Problem details. In the entries below, find the line with "Target: calm lake water" and print exactly every line from there up to and including the line with "Target: blue sky", with no other lines.

Start of Data section

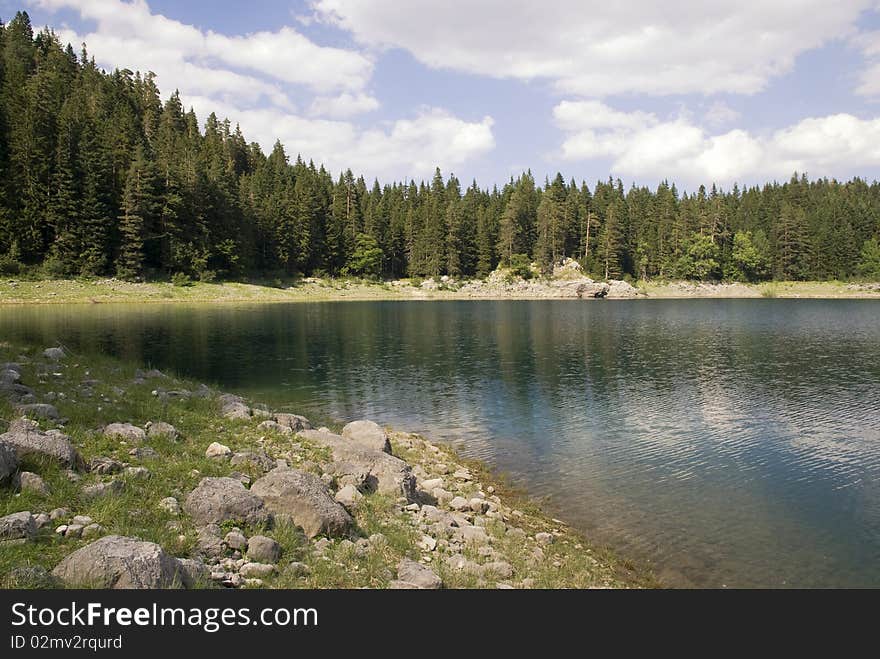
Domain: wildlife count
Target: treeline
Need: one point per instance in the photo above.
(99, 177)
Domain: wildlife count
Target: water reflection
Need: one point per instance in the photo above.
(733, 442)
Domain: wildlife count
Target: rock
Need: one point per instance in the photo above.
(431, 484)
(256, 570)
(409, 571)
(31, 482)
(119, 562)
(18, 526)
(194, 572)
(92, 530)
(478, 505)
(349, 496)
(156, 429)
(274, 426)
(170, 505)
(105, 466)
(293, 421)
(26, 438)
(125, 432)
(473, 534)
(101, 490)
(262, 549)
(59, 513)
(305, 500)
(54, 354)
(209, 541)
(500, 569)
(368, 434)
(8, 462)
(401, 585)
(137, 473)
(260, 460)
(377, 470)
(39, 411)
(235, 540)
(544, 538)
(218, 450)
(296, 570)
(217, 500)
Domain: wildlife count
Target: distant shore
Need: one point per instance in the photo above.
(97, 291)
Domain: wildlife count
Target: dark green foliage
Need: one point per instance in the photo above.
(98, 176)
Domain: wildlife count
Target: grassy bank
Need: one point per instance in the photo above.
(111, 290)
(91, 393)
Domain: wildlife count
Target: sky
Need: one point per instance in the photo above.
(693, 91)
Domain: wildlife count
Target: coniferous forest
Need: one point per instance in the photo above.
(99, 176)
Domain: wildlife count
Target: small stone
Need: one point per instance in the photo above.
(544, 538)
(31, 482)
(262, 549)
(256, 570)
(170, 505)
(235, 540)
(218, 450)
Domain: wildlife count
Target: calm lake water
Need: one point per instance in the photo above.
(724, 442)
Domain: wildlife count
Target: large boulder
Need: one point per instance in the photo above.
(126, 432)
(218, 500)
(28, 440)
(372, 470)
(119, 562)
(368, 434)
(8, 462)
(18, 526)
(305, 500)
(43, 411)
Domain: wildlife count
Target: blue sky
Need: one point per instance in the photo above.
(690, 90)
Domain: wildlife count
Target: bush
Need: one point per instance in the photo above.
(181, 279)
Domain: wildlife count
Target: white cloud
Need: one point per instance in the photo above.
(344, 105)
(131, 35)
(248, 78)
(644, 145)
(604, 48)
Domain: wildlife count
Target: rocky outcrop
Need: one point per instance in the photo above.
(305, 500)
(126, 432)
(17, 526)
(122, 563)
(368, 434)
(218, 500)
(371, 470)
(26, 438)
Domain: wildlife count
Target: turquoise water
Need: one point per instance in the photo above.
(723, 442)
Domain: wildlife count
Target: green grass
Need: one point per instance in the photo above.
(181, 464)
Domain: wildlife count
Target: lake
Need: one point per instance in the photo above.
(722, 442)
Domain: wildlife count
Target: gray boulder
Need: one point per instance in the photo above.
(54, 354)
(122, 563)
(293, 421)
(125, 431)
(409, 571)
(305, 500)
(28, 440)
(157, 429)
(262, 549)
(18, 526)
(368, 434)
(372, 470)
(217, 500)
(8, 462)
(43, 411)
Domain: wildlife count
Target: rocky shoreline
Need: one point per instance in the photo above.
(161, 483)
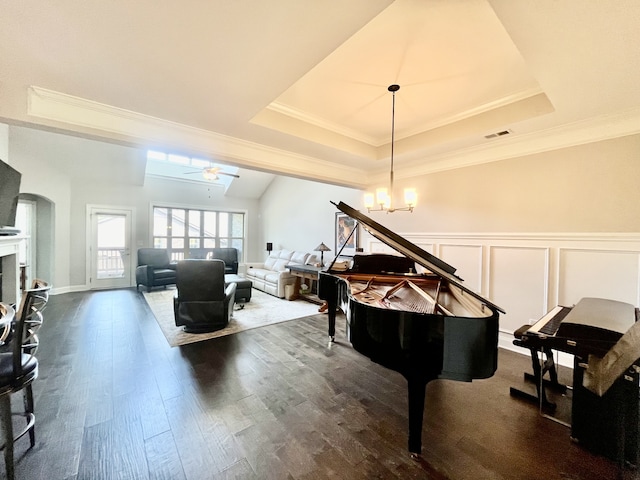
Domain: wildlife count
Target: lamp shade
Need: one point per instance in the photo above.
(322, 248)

End of Data section

Result.
Target: calm lake water
Need: one point per instance in the photo above.
(724, 442)
Domain: wildlife count
Target: large boulder
Need: one point per instance in the photo above.
(126, 432)
(218, 500)
(28, 440)
(372, 470)
(119, 562)
(368, 434)
(8, 462)
(18, 526)
(305, 500)
(43, 411)
Domain: wildlife count
Target: blue sky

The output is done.